It is reported that the IMO is recommending that some celestial navigation skills be retained for the immediate future. This will probably be taught in shore based training establishments.  Michael Grey wrote this short article in a recent issue of Lloyds List

I spent several years learning to navigate and several more putting it into practice. Like all navigators of that era, I was relatively self-sufficient — my 1909 Plath sextant was carried with me, and all I really needed was an almanac and some charts. It was important to determine the wishes of the master, as to how far he wanted to be off the coast or offlying rocks, but once that was established, the courses were laid down and duly followed. I could follow this procedure on any ship I served on. Navigation was navigation. Full stop.

All of which is a bit different with the emergence of e-navigation, electronic charts and the considerable differences that exist between the equipment and software of different manufacturers. If I am going to be safe, I need training to ‘convert’ from paper charts to the electronic variety. It is important that the training I get is suitable for the ship and the equipment I am to serve in. As we have found with other forms of modern training, ‘generic’ training can be almost useless, if the equipment bears no resemblance to that which will be found aboard the ship that I find myself aboard, after undertaking the course.

Dataset excerpt.
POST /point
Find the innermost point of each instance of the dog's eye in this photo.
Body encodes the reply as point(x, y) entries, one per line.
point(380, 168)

Work order A. In the navigation article, swap "sextant" for "octant" and give the passage from "I spent several" to "navigation. Full stop.".
Work order B. Pick up the navigation article after its final sentence and keep writing.
The data is not needed for the tasks.

Answer area A.
I spent several years learning to navigate and several more putting it into practice. Like all navigators of that era, I was relatively self-sufficient — my 1909 Plath octant was carried with me, and all I really needed was an almanac and some charts. It was important to determine the wishes of the master, as to how far he wanted to be off the coast or offlying rocks, but once that was established, the courses were laid down and duly followed. I could follow this procedure on any ship I served on. Navigation was navigation. Full stop.

Answer area B.
This is a serious problem, bearing in mind the slow pace of any form of standardisation, with manufacturers and chart suppliers alike all convinced that their equipment is the cat’s pyjamas. We are faced, then, with the increase in inflexibility, with the crewing department racking their brains over which navigators have undertaken relevant training on which equipment, before assigning them to a ship, or a huge number of additional short courses to be organised.

Or we could, I suppose, just muddle on as before, with the watchkeepers undertaking their on-the-job training, getting their five-minute briefing from the last second mate, who is impatient to go on leave, and, sadly, speaking a different language, turns out to be not the best possible tutor. But there have already been large and sophisticated ships, equipped with all manner of fancy gear, sliding majestically on to mudbanks at full sea speed because the poor old navigator did not figure out how to work the equipment. Unless people join their ships by helicopter, with the vessel far from land, the chances are that the risks of this happening will be during the first hours of a voyage, when new navigators are sweating a lot and engaging in some desperate trial and error with their unfamiliar gear.